*** Study text Section Begins ***
Joe Lavin

January 17, 2006

Gains Across Entire Irritability Sector

"Unhappiness has risen in the past decade.... So says a new study on life's negatives from the University of Chicago's National Opinion Research Center.... The researchers surveyed 1,340 people about negative life events and found that the 2004 respondents had more troubles than those who were surveyed in 1991.... Overall, the percentage who reported at least one significant negative life event increased from 88% to 92%." -- USA Today.

On Wall Street Friday, it was yet another banner day for Unhappiness. Based on a bullish report from the National Opinion Research Center (NORC) showing a dramatic rise in displeasure, shares of Unhappiness rose sharply closing at 96.33, up 7.54. In fact, at the start of trading, Unhappiness even hit a new 52-week high at 99.56 when coupled with the NORC report there were also brief morning fears of a worldwide caffeine shortage. Later in the session, Unhappiness slipped back when everyone realized that despite all the bad things that were happening at least, Thank God, it was Friday. Meanwhile, shares of Happy People Going About Their Lives Without a Worry in the World remained unchanged at 1.76, although these shares continued to be hated by all the other shares.
*** Study text Section Ends ***
*** Provided information Section Begins ***
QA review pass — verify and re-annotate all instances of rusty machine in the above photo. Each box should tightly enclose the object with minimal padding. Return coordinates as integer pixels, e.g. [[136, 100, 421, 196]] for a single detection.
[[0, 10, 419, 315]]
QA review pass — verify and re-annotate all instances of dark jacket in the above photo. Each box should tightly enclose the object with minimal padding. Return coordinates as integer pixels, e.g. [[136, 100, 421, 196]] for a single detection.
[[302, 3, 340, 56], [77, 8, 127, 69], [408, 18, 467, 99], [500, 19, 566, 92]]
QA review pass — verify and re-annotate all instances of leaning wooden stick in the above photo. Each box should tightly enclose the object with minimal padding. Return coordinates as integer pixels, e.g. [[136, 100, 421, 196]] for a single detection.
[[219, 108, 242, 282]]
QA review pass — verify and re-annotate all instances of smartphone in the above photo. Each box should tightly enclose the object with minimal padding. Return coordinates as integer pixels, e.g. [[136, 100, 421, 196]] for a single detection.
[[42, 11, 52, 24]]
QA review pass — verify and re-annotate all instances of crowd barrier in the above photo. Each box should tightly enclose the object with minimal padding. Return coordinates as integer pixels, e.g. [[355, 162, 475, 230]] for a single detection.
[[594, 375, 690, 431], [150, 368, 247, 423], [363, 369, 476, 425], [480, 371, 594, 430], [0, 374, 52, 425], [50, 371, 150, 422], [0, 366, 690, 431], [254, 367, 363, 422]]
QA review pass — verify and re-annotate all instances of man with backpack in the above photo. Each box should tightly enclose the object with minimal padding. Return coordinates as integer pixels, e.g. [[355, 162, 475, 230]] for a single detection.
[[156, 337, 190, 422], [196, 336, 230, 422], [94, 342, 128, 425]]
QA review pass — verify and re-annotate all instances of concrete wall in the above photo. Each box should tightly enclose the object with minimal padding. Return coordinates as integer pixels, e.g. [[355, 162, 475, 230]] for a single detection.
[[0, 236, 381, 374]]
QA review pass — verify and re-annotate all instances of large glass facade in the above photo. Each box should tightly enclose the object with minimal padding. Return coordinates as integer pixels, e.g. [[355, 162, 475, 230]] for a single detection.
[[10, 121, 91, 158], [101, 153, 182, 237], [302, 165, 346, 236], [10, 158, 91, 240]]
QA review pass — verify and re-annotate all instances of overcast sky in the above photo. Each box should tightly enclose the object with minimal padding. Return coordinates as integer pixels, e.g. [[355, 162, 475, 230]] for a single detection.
*** Provided information Section Ends ***
> **Using the information**:
A. In the column on Unhappiness shares, at what price did Unhappiness close on Friday?
B. Quote the column on Unhappiness shares word for word, everything from "On Wall Street" down to "the other shares.".
C. Write the next part of the column on Unhappiness shares, picking up after its final sentence.

> **Task-by-task answers**:
A. It closed at 96.33, up 7.54.

B.
On Wall Street Friday, it was yet another banner day for Unhappiness. Based on a bullish report from the National Opinion Research Center (NORC) showing a dramatic rise in displeasure, shares of Unhappiness rose sharply closing at 96.33, up 7.54. In fact, at the start of trading, Unhappiness even hit a new 52-week high at 99.56 when coupled with the NORC report there were also brief morning fears of a worldwide caffeine shortage. Later in the session, Unhappiness slipped back when everyone realized that despite all the bad things that were happening at least, Thank God, it was Friday. Meanwhile, shares of Happy People Going About Their Lives Without a Worry in the World remained unchanged at 1.76, although these shares continued to be hated by all the other shares.

C.
Despite the new highs for Unhappiness, Alan Greenspan, Chairman of the Federal Reserve Board, has repeatedly stressed caution (itself up 33% from 1991), suggesting that this irrational exuberance (down 12%) in the irritability sector could not possibly be sustained over the long term. In a related development on the futures market, Pessimism closed at a new 52-week high. Greenspan later threatened to burst the entire "unhappiness bubble" until advisors reminded him that this would actually release more joy into the world, and the notorious grouch reversed course and announced that he would simply take his unhappiness bubble home and play with it on his own.

With this further news, Pessimism surged even higher after the close. Lowered Expectations, however, stumbled after the close, when it admitted that its 4th quarter earnings were unable to meet analyst expectations, even after those analysts had in fact already lowered their expectations. Failure also fell, amidst reports that it would soon buy out the struggling startup Deferred Success. Wall Street questioned the wisdom of such a move, suggesting that Failure might be better off letting Deferred Success fail on its own and then picking up the pieces. Frankly, this isn't the first time that Failure has come up with a bold new plan bound to be a disaster, and investors were understandably wary.

Nevertheless, due in part to the surge in Unhappiness, the irritability sector as a whole remained robust, with strong gains in Moodiness, Agitation, and General Suckitude of Everything. In fact, underlying indicators from the NORC report were strongly favorable across the entire sector. In what may turn out to be a boon to unhappy investors everywhere, the report claimed that "most of the problems were related to increased incidents of illness and the inability to afford medical care; mounting bills; unemployment; and troubled romantic relationships." The inability to afford troubled romantic relationships was also bumming people out.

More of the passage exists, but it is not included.